Extracted text |
◆ ◆ ◆ ◆ ◆ ◆ ◆

Enhance Text (Audio Tags)
Auto-insert Eleven v3 audio tags into your text with an LLM, before synthesis.
Enhance rewrites your text to add Eleven v3 audio tags ([laughs], [whispers], [sighs], …) so narration sounds more expressive. It does not produce audio — it returns enhanced text that you then send to Synthesize with ttsModel: "eleven-v3".
What it is (and isn't)
Enhance is powered by Gemini Flash (Sonna's own implementation — there is no ElevenLabs "enhance" API). It only inserts tags; it never adds, removes, or changes your words. It is free (no credits) and synchronous.
Typical flow: /enhance → take the returned text → /synthesize with eleven-v3.
Enhance a single text
Endpoint
POST https://api.sonnalabs.app/api/v1/tts/enhance
Request
POST https://api.sonnalabs.app/api/v1/tts/enhance
Authorization: Bearer sona_sk_your_api_key_here
Content-Type: application/json| Parameter | Type | Required | Description |
|---|---|---|---|
text | string | Yes | Text to enhance (max 2,000 chars). |
voiceId | string | No | A Sonna voice ID — used so the LLM picks tags that fit the voice's traits. |
{
"text": "Are you serious? I can't believe you did that!",
"voiceId": "db4e815d-00aa-43e6-99cf-0d9b4db9a07a"
}Response (200 OK)
{
"text": "[appalled] Are you serious? [sighs] I can't believe you did that!",
"original": "Are you serious? I can't believe you did that!"
}Fail-soft
If enhancement fails, the endpoint still returns 200 with the original
text and "fallback": true, so your pipeline never breaks. Send the returned
text to synthesis either way.
Enhance a multi-speaker dialogue
Enhances every turn in one LLM round-trip so tags use conversational context. Pair this with Multi-Speaker Dialogue.

◆ ◆ ◆ ◆ ◆ ◆ ◆

Task goal |
In the text on enhancing text with audio tags, replace "narration" with "speech" and write out the passage between "Auto-insert Eleven v3" and "is (and isn't)", inclusive.

Source material |
◆ ◆ ◆ ◆ ◆ ◆ ◆

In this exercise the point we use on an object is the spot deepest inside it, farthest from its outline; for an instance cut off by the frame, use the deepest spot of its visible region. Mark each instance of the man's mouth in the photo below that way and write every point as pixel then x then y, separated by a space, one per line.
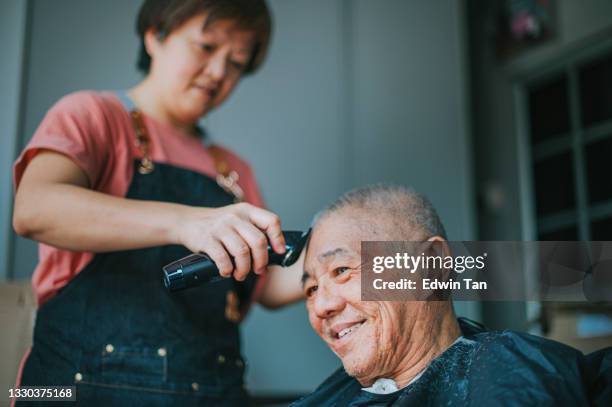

◆ ◆ ◆ ◆ ◆ ◆ ◆

Exercise response |
Auto-insert Eleven v3 audio tags into your text with an LLM, before synthesis.
Enhance rewrites your text to add Eleven v3 audio tags ([laughs], [whispers], [sighs], …) so speech sounds more expressive. It does not produce audio — it returns enhanced text that you then send to Synthesize with ttsModel: "eleven-v3".
What it is (and isn't)